_Exercise:_ Reproduce the listing below verbatim, leaving out the pictures.

Excerpts from a point labeling dataset

—————

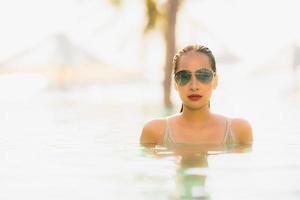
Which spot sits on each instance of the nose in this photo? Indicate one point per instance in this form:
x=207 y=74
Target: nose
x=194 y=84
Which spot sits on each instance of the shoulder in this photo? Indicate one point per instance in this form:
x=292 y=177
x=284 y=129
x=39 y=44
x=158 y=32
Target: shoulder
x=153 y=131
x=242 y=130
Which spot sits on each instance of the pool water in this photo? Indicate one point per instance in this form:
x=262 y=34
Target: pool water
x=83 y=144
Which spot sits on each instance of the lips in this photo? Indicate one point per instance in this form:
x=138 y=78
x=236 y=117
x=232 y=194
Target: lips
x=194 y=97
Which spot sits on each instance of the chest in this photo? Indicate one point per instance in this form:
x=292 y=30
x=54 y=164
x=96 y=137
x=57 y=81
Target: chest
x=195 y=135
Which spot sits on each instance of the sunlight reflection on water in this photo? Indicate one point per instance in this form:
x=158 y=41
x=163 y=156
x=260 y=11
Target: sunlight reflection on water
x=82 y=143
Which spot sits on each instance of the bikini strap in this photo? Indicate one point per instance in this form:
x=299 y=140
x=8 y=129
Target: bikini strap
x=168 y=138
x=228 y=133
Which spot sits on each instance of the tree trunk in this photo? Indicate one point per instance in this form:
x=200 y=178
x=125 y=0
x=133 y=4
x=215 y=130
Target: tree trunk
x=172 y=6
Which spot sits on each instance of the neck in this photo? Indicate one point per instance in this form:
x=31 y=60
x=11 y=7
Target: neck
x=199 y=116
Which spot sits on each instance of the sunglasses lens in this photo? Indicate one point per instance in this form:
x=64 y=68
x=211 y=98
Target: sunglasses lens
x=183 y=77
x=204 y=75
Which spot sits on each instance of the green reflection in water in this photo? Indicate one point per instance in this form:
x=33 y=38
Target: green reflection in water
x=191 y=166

—————

_Final result:_
Which spot sits on each instance of the nose in this photo? Indicate one point per instance in this form:
x=207 y=74
Target: nose
x=194 y=84
Which spot sits on each instance of the shoulder in this photo? Indicate one point per instance in this form:
x=292 y=177
x=284 y=129
x=39 y=44
x=158 y=32
Target: shoulder
x=153 y=131
x=242 y=130
Which spot sits on each instance of the pool water in this photo? Indicate one point per instance in this form:
x=262 y=34
Target: pool water
x=83 y=144
Which spot sits on each instance of the lips in this photo? Indicate one point per instance in this form:
x=138 y=78
x=236 y=117
x=232 y=194
Target: lips
x=194 y=97
Which spot sits on each instance of the chest in this photo? Indicate one point per instance in this form:
x=292 y=30
x=54 y=164
x=96 y=137
x=57 y=81
Target: chest
x=195 y=135
Which spot sits on each instance of the sunlight reflection on water in this photo? Indicate one point per instance in this form:
x=158 y=41
x=163 y=156
x=260 y=11
Target: sunlight reflection on water
x=82 y=143
Which spot sits on each instance of the bikini strap in this photo? Indicate one point per instance in this form:
x=299 y=140
x=8 y=129
Target: bikini strap
x=168 y=138
x=228 y=133
Which spot sits on each instance of the tree trunk in this photo? Indicate one point per instance in this form:
x=200 y=178
x=125 y=0
x=133 y=4
x=215 y=130
Target: tree trunk
x=172 y=6
Which spot sits on each instance of the neck in this photo? Indicate one point per instance in this form:
x=31 y=60
x=11 y=7
Target: neck
x=199 y=116
Which spot sits on each instance of the sunglasses lens in this photo? Indicate one point per instance in this form:
x=64 y=68
x=211 y=98
Target: sunglasses lens
x=183 y=77
x=204 y=75
Which spot sits on each instance of the green reflection in water in this photo? Indicate one point per instance in this form:
x=33 y=38
Target: green reflection in water
x=191 y=166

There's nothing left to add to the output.